*Your objective*.
Please retype the items below word for word, starting at the beginning of the first item and ending at the line containing "column 62, row 184", with both of those lines included. Leave the pictures out of your copy.

*Material*.
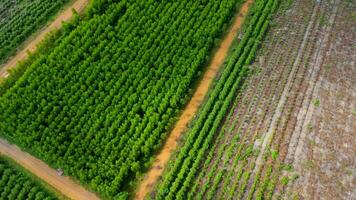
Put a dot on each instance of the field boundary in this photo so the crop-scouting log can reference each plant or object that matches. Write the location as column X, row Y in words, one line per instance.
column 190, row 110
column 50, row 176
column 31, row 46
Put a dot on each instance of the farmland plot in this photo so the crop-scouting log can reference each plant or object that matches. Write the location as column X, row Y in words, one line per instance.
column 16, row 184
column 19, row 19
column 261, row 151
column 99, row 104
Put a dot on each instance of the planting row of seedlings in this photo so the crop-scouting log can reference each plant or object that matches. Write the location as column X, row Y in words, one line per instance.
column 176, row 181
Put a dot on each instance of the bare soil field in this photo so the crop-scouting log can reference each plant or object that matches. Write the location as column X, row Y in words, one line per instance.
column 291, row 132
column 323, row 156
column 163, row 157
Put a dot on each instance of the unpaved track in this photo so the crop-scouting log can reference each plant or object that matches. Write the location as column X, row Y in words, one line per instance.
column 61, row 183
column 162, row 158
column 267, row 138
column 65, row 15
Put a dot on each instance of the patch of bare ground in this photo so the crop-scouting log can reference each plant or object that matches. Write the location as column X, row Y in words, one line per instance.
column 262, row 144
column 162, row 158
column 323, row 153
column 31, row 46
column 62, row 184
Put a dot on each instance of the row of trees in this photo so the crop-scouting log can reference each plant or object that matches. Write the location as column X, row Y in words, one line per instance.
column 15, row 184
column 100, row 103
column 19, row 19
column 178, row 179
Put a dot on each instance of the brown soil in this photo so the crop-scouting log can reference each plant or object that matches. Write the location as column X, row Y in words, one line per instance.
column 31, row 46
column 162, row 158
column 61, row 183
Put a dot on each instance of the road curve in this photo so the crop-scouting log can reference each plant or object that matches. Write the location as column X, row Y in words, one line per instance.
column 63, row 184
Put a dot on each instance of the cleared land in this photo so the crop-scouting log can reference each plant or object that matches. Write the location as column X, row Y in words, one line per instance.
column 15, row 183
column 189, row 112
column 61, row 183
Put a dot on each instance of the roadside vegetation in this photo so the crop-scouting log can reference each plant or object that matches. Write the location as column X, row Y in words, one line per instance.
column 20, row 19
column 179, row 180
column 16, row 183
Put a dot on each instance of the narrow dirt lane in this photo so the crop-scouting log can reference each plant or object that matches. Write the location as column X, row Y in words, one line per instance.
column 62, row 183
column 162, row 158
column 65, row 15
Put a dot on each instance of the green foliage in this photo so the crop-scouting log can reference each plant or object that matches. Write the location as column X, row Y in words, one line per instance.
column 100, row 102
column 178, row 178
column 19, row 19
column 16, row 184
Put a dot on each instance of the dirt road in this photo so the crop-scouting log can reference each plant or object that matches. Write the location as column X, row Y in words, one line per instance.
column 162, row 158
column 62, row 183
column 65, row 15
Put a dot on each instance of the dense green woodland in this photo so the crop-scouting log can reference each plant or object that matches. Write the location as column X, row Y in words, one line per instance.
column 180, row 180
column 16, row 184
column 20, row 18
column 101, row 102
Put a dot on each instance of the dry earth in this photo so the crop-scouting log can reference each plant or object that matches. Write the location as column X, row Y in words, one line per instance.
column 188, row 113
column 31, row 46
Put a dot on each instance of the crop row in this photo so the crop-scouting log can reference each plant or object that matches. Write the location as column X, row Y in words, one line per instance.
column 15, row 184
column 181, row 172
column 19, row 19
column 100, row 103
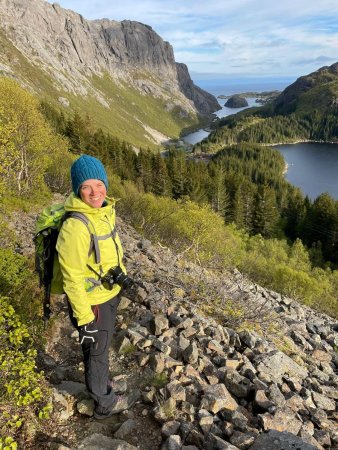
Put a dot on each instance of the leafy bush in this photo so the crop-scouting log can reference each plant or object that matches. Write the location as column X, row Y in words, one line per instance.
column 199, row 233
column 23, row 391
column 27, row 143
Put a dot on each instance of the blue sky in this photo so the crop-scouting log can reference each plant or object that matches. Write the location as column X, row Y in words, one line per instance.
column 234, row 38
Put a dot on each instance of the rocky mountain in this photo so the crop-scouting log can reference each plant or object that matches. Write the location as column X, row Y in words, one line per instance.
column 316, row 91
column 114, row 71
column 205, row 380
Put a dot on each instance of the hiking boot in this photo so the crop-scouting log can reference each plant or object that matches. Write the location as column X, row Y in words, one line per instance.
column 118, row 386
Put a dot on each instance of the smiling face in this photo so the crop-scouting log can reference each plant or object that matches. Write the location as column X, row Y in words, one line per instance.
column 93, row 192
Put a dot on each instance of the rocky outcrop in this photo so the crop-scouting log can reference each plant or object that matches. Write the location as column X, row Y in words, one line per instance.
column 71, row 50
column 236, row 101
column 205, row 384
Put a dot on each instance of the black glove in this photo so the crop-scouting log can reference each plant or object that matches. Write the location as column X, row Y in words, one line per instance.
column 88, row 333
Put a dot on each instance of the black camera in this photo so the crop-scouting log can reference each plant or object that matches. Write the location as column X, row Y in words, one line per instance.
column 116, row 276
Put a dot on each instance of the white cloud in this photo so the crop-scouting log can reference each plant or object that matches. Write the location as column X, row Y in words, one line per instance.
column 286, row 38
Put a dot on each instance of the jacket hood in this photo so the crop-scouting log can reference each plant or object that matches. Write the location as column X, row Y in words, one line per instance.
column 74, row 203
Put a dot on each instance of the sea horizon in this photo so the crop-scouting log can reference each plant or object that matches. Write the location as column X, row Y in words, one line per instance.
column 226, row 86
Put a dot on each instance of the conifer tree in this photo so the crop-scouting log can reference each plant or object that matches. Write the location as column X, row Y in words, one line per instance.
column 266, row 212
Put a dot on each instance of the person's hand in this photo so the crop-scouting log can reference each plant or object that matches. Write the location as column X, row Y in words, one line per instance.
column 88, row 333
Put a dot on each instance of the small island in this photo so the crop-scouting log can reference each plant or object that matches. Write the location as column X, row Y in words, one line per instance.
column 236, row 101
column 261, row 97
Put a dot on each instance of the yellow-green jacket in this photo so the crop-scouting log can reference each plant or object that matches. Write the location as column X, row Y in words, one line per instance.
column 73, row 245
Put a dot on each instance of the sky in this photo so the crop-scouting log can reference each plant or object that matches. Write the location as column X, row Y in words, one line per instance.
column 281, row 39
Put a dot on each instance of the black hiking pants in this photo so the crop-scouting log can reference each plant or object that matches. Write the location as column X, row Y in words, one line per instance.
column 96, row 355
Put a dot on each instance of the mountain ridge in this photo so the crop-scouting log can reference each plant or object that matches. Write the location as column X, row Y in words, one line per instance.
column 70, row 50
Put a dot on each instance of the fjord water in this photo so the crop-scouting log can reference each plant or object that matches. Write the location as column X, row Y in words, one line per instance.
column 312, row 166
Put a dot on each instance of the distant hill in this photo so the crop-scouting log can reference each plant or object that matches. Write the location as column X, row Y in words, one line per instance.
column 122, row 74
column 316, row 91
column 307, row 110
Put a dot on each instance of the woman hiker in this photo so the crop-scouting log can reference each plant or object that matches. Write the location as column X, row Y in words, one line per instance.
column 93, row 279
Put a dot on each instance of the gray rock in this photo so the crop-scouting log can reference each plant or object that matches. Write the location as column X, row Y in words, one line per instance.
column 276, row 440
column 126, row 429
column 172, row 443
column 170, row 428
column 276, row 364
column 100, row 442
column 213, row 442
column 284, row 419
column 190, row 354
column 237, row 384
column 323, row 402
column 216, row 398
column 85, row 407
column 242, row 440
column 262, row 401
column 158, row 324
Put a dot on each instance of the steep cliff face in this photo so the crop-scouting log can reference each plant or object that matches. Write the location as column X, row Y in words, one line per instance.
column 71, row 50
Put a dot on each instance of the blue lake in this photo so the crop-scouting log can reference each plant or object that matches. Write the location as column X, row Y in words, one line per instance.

*Output for this exercise*.
Put a dot on each instance of the field boundary in this photo so the crop-scouting log can reference each plant or object that matches. Write the location as column X, row Y in words, one line per instance.
column 190, row 110
column 50, row 176
column 31, row 46
Put a dot on each instance of the farmland plot in this photo so the crop-scouting log can reference each plant or object that matches. Write the location as column X, row Y in words, one line per instance.
column 16, row 184
column 19, row 19
column 261, row 151
column 99, row 104
Put a dot on each instance of the planting row of seedlings in this photo so the crop-scouting log can reference each plant or object that matches. Write the location as column X, row Y in words, one line per instance.
column 176, row 181
Put a dot on each instance of the bare soil field in this photo so the crop-scouting log can reference each plant or object that matches. Write the location as column X, row Y in words, one line per instance.
column 291, row 132
column 323, row 156
column 163, row 157
Put a dot on each instance of the unpaved track in this photo so the crop-scouting log can reference each plant or object that matches. Write the location as column X, row Y in words, one line per instance.
column 61, row 183
column 162, row 158
column 267, row 138
column 65, row 15
Put a dot on each instance of the patch of bare ground in this photo so the crop-scouting log can reference each plant or object that matches. Write the location as column X, row Y in words, one line per instance.
column 262, row 144
column 162, row 158
column 323, row 153
column 31, row 46
column 62, row 184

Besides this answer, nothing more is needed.